Information:
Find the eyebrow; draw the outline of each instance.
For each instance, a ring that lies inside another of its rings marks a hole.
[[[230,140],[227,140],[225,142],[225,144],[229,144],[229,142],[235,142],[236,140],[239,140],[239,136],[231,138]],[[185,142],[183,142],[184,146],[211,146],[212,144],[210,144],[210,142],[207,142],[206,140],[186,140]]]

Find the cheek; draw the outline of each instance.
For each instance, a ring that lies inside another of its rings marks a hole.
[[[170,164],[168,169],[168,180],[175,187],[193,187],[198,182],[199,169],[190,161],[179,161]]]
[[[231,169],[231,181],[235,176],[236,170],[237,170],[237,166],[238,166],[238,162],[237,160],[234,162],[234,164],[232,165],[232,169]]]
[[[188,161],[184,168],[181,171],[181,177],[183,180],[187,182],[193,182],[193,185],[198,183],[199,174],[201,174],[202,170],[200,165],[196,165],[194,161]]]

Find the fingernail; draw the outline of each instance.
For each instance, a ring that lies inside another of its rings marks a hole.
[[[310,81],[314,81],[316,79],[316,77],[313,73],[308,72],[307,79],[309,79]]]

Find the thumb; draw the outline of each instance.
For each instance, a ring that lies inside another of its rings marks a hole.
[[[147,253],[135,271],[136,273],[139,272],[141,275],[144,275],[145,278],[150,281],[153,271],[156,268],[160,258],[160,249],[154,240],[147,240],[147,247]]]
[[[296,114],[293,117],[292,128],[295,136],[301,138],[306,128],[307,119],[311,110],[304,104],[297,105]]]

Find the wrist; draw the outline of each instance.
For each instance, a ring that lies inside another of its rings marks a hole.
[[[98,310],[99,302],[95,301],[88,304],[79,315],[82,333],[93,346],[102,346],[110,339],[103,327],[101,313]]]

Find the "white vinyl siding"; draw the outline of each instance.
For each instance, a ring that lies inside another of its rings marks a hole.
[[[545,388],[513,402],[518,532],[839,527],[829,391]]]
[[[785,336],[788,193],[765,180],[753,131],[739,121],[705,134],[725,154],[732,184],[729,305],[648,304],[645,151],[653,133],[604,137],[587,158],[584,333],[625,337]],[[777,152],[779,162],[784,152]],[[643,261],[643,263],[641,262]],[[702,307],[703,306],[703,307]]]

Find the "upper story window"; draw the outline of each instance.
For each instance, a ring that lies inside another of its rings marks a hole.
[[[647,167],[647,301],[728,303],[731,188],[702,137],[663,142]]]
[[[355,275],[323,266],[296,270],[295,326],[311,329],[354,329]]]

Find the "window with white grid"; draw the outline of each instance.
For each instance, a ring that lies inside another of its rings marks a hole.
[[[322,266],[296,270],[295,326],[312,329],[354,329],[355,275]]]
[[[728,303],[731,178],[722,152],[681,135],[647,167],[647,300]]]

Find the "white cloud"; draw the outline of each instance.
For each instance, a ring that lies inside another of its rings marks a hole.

Action item:
Search the entries above for "white". Show every line that has it.

Answer to this exercise:
Find the "white vinyl siding"; draw the outline of each instance.
Find the "window with white grid"; draw the outline of each instance.
Find the "white cloud"; draw the outline of each instance.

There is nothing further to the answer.